• **Text**:
* Start *

General Electric Company (GE): Profits Are Unikely to Give It a TailwindIf last quarter’s earnings are any guide, GE’s results will be mixed, as continued weakness in segments that sell goods and services to the energy sector offset continued strength in power turbines, aviation and transportation. Emerging markets — we’re looking at you, China and Brazil — should also be a drag.

In other words, it seems unlikely that General Electric will surprise Wall Street to the downside when it comes to earnings per share. Indeed, GE beat Street estimates for the last three consecutive quarters. So as long as organic growth keeps chugging along, General Electric stock should be fine.

For the most recent three-month period, analysts on average expect General Electric to post EPS of 19 cents a share, according to a survey by Thomson Reuters. That’s down from 20 cents a year ago, when it had not yet committed to getting out of the financial business.

General Electric did miss the Street’s revenue forecast last time around, but the market hasn’t been punishing companies much for doing so. Partly that’s attributable to the negative effect on revenue caused by a stronger dollar.

* End *

• **Problems and tasks**:
A: List the business areas that the GE earnings text says are showing continued strength.
B: Transcribe the GE earnings text from "For the most" to "the financial business.".

• **Given data**:
* Start *

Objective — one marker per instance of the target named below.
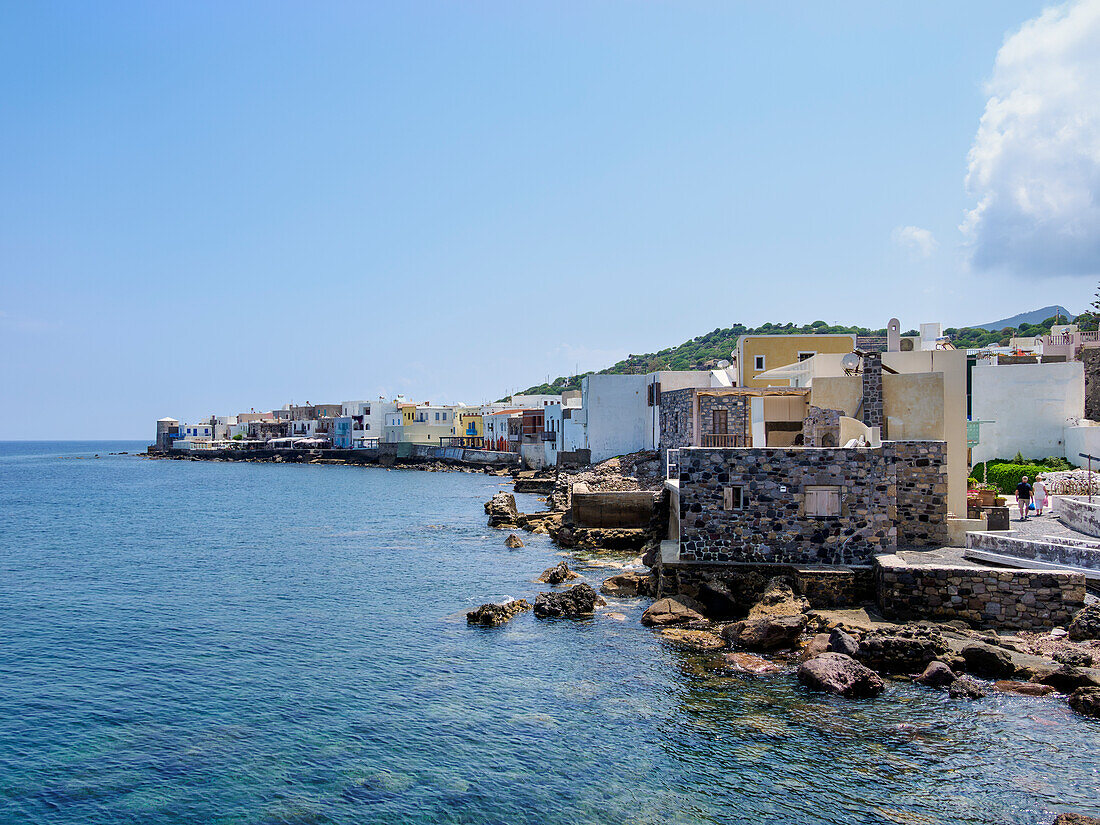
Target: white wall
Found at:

* End *
* Start *

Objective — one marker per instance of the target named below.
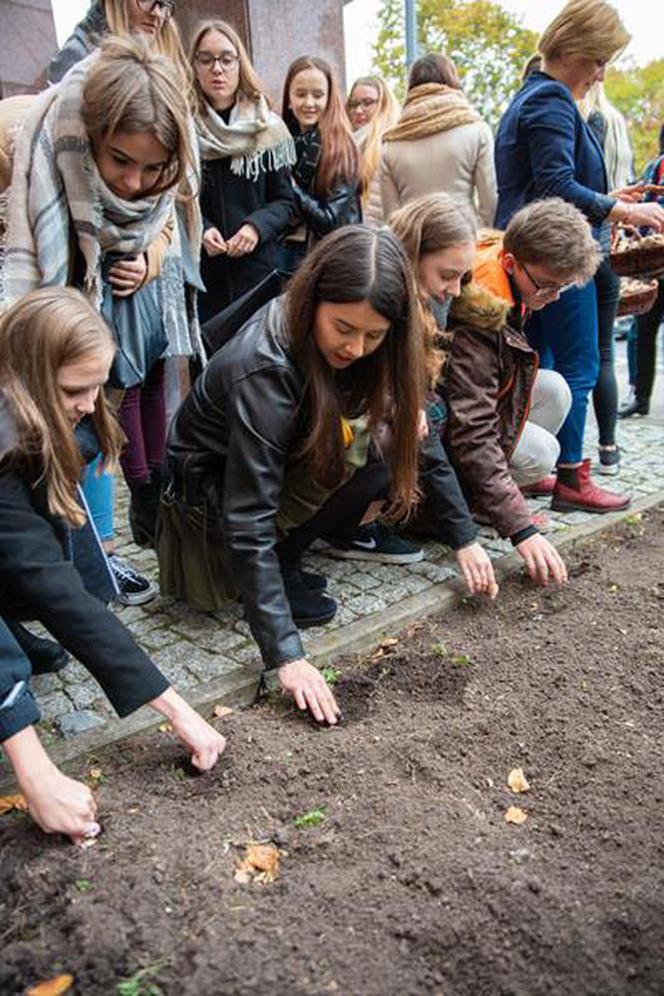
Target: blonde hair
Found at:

* End *

• **Solved tasks**:
A:
power turbines
aviation
transportation

B:
For the most recent three-month period, analysts on average expect General Electric to post EPS of 19 cents a share, according to a survey by Thomson Reuters. That’s down from 20 cents a year ago, when it had not yet committed to getting out of the financial business.